-- START OF RECORDS SHOWN --

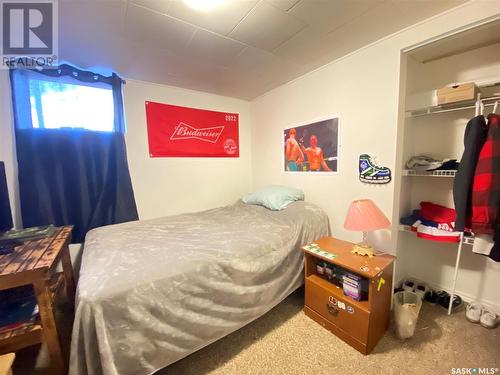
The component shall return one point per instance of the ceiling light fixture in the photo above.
(204, 5)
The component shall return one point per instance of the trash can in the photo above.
(406, 309)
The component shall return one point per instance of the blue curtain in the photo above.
(71, 176)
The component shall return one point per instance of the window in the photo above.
(57, 105)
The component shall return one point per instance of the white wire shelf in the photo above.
(436, 173)
(459, 106)
(468, 240)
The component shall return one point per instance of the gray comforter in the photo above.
(152, 292)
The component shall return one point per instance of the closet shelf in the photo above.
(468, 240)
(469, 104)
(436, 173)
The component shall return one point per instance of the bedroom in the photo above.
(278, 65)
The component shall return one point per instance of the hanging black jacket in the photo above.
(474, 139)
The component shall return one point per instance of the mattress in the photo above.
(152, 292)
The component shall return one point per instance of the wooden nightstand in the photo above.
(34, 263)
(359, 323)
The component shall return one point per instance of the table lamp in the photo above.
(364, 215)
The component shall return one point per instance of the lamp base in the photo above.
(363, 249)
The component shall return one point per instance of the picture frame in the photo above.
(313, 147)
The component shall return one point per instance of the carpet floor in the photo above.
(285, 341)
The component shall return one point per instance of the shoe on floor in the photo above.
(408, 285)
(488, 319)
(473, 312)
(444, 301)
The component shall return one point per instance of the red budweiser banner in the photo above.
(189, 132)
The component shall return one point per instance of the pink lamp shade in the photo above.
(364, 215)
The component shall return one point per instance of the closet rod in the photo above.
(429, 112)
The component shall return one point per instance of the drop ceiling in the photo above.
(242, 49)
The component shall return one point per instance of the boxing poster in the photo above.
(175, 131)
(312, 148)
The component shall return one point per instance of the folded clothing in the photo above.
(435, 234)
(437, 213)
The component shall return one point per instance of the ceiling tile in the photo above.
(329, 15)
(415, 11)
(366, 29)
(155, 29)
(221, 20)
(161, 6)
(74, 16)
(266, 27)
(254, 59)
(304, 47)
(285, 5)
(214, 48)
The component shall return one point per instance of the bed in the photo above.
(152, 292)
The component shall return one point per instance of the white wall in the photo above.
(7, 148)
(364, 89)
(441, 135)
(168, 186)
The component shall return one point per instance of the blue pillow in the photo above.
(274, 197)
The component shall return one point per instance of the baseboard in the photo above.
(467, 297)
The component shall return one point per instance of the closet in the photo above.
(426, 128)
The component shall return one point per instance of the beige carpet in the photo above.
(285, 341)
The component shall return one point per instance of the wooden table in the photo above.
(35, 263)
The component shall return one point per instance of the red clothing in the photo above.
(439, 214)
(486, 186)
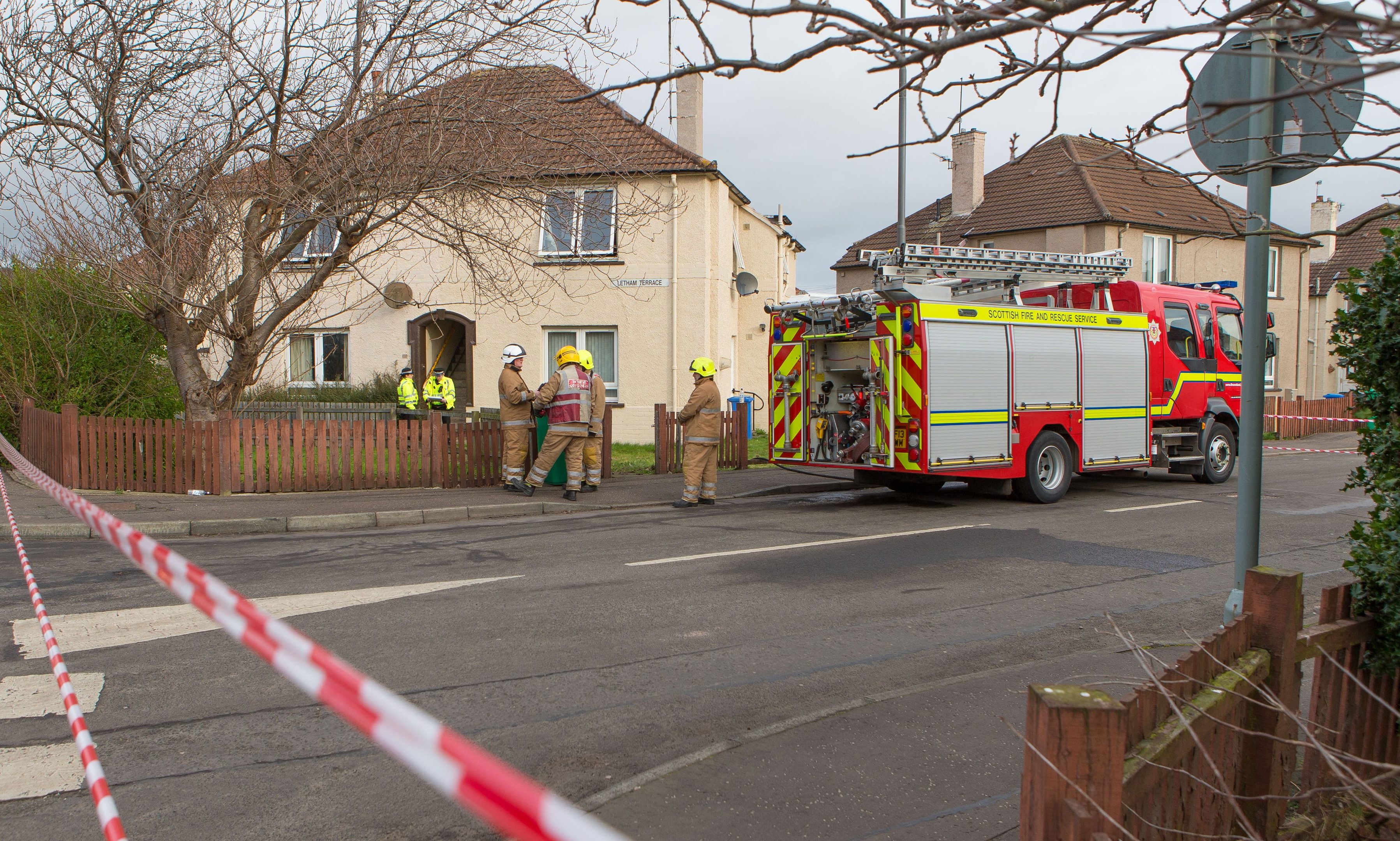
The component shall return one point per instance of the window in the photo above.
(318, 357)
(1232, 335)
(321, 243)
(601, 342)
(577, 223)
(1181, 332)
(1157, 259)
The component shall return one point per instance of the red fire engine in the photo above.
(1006, 370)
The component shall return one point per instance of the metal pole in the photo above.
(1256, 307)
(903, 132)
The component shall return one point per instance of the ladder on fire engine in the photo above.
(965, 272)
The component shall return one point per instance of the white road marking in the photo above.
(31, 696)
(87, 632)
(40, 770)
(758, 549)
(1144, 507)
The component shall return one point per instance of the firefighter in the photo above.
(568, 398)
(517, 423)
(593, 445)
(440, 387)
(408, 392)
(700, 415)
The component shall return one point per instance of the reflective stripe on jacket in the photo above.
(516, 398)
(444, 388)
(700, 415)
(408, 394)
(569, 398)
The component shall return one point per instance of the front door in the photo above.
(787, 401)
(883, 402)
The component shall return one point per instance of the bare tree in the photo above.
(1039, 44)
(234, 169)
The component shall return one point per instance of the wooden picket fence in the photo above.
(1290, 427)
(1158, 763)
(668, 436)
(254, 455)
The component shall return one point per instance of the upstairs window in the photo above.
(1157, 259)
(321, 243)
(579, 223)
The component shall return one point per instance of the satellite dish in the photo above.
(398, 294)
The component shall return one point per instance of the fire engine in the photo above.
(1007, 370)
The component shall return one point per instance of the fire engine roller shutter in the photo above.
(1046, 370)
(1115, 396)
(969, 401)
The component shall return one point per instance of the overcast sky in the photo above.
(785, 139)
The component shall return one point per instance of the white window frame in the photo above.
(1150, 275)
(576, 226)
(318, 369)
(580, 342)
(320, 255)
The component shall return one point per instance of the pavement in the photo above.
(744, 672)
(180, 516)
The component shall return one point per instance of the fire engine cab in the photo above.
(1007, 370)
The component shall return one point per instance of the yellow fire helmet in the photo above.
(566, 355)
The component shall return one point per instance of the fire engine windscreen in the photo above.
(841, 395)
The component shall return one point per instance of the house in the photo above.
(645, 292)
(1357, 245)
(1080, 195)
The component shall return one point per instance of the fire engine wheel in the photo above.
(1048, 471)
(1220, 455)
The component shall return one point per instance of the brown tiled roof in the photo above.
(1073, 181)
(1358, 245)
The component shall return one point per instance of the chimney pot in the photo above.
(968, 167)
(691, 113)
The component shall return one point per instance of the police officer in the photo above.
(593, 445)
(517, 423)
(568, 398)
(700, 416)
(408, 392)
(440, 387)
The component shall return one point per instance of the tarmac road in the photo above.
(843, 690)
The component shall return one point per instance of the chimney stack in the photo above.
(691, 113)
(1324, 219)
(968, 164)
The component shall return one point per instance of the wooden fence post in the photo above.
(1081, 732)
(226, 448)
(69, 452)
(1275, 601)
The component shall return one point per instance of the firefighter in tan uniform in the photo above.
(700, 415)
(568, 398)
(594, 444)
(517, 423)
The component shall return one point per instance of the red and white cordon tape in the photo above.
(1346, 420)
(1346, 452)
(107, 815)
(513, 804)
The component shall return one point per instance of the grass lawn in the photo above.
(642, 458)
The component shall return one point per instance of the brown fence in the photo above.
(670, 440)
(1291, 427)
(244, 455)
(1197, 751)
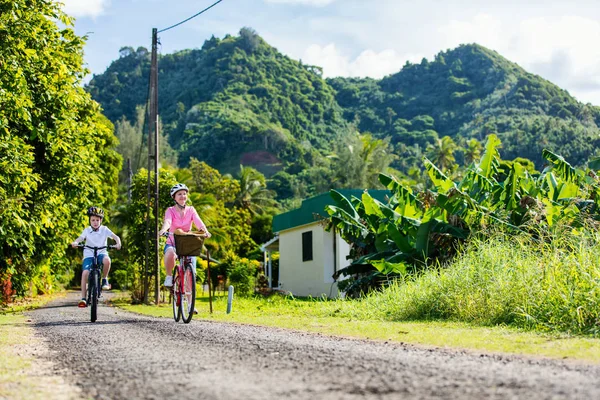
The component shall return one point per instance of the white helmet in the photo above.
(177, 187)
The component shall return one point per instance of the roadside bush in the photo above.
(548, 285)
(242, 280)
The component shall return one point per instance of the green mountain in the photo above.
(238, 100)
(470, 92)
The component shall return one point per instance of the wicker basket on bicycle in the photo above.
(188, 243)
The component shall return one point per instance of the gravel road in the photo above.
(127, 356)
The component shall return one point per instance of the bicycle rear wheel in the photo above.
(176, 294)
(188, 298)
(93, 294)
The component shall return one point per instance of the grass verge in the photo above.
(23, 375)
(318, 316)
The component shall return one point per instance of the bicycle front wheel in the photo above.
(93, 294)
(176, 294)
(188, 298)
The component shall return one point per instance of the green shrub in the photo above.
(549, 285)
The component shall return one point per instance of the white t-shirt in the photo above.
(95, 239)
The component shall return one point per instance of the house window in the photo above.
(307, 246)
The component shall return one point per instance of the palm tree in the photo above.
(253, 195)
(441, 153)
(473, 151)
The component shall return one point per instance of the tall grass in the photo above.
(551, 285)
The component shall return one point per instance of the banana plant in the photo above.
(412, 228)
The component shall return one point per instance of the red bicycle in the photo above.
(183, 291)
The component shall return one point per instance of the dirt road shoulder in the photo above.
(25, 372)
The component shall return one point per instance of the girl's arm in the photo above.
(118, 240)
(166, 223)
(198, 222)
(80, 239)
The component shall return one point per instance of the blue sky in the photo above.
(558, 40)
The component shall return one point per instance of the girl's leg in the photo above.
(105, 266)
(169, 261)
(84, 276)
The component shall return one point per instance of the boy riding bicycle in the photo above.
(95, 235)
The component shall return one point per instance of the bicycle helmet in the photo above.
(96, 212)
(177, 187)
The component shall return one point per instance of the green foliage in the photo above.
(56, 150)
(243, 276)
(471, 92)
(548, 285)
(410, 232)
(241, 101)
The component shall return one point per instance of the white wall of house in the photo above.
(313, 277)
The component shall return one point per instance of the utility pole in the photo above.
(152, 268)
(154, 131)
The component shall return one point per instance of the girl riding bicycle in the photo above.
(181, 217)
(95, 235)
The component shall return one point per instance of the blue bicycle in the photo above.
(94, 289)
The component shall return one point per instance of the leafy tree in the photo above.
(442, 153)
(253, 195)
(56, 150)
(359, 160)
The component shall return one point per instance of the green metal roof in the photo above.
(316, 205)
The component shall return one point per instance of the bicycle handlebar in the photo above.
(112, 246)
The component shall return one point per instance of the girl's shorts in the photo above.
(193, 259)
(87, 262)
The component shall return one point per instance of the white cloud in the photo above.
(317, 3)
(85, 8)
(368, 63)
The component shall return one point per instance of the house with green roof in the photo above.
(309, 256)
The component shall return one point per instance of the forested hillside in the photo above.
(470, 92)
(237, 100)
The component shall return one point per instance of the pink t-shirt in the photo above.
(189, 215)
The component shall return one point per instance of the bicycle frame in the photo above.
(94, 288)
(183, 291)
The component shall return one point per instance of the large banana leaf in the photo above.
(441, 181)
(490, 160)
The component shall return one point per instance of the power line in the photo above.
(193, 16)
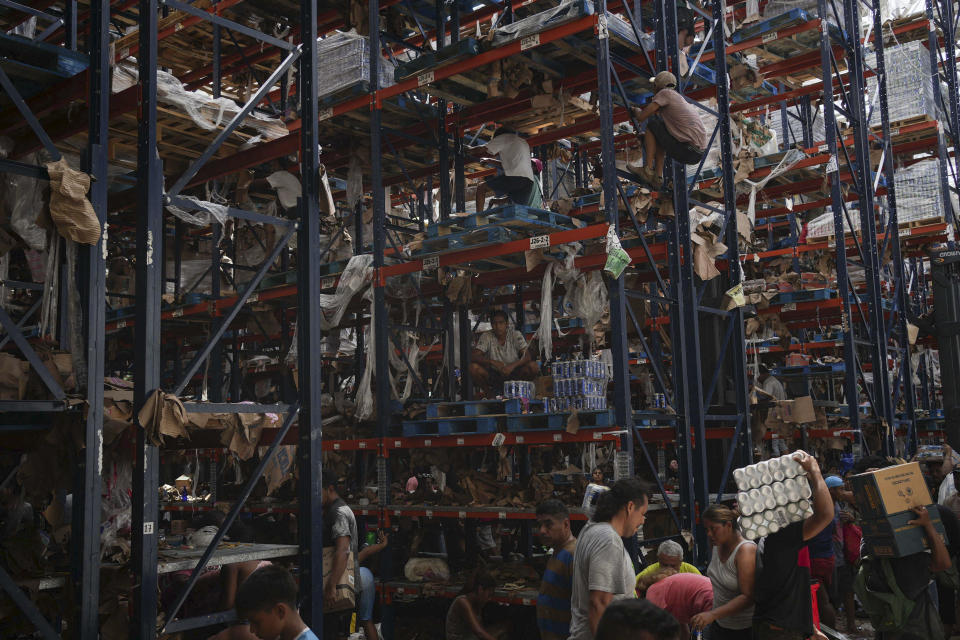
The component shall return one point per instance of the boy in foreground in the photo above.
(268, 601)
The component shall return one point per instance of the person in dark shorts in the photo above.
(518, 181)
(673, 129)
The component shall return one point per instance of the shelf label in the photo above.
(538, 242)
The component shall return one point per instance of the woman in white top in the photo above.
(731, 572)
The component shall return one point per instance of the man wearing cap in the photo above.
(518, 181)
(673, 128)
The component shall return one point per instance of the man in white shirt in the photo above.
(518, 182)
(501, 354)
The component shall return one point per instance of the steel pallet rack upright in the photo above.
(152, 197)
(19, 415)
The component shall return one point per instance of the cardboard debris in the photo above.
(797, 411)
(280, 467)
(70, 209)
(163, 414)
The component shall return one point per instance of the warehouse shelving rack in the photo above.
(674, 289)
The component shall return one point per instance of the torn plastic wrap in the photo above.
(207, 112)
(536, 23)
(23, 202)
(355, 276)
(205, 213)
(345, 62)
(789, 160)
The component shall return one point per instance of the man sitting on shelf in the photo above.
(501, 354)
(518, 181)
(674, 129)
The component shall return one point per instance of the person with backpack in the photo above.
(784, 609)
(896, 592)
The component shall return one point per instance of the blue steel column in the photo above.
(836, 195)
(892, 230)
(882, 392)
(87, 499)
(309, 520)
(622, 408)
(689, 349)
(737, 349)
(149, 287)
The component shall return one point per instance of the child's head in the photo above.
(268, 601)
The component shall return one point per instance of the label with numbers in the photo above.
(537, 242)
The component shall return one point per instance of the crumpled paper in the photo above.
(163, 414)
(70, 209)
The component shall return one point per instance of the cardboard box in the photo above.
(798, 410)
(890, 491)
(346, 585)
(893, 537)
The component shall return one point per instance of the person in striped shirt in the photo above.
(553, 603)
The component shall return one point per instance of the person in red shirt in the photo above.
(683, 595)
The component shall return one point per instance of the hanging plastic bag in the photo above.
(617, 258)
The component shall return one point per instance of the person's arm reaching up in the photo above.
(822, 502)
(941, 557)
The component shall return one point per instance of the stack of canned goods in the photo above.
(520, 389)
(772, 494)
(578, 384)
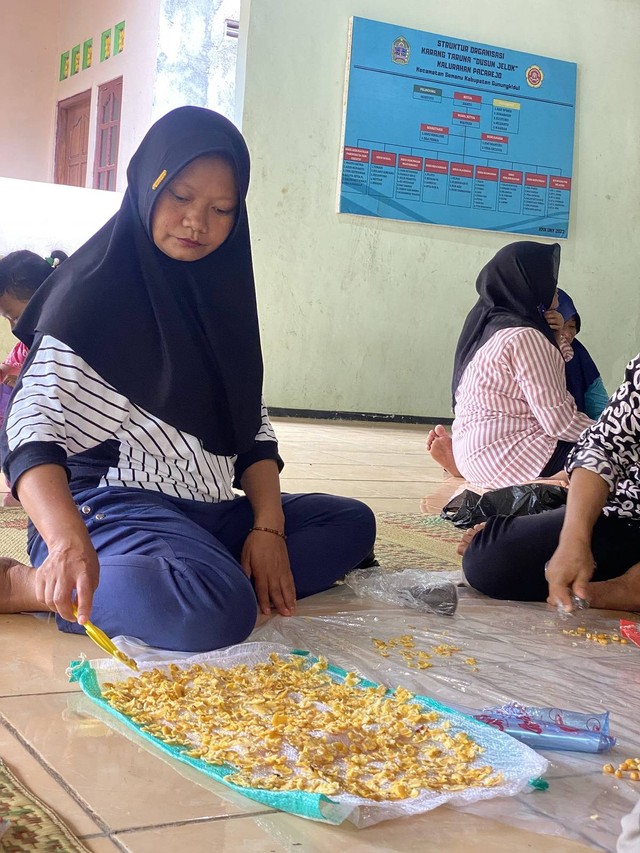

-- END OF RECORDS SHOWN --

Locate every line in the dataset items above that contains the word "brown", and copy each of those lines.

§ OUTPUT OF THE TASK
The component shall return one point per instance of the brown tiled roof in the photo above.
The component shall return one point per instance of the brown fence in the photo above.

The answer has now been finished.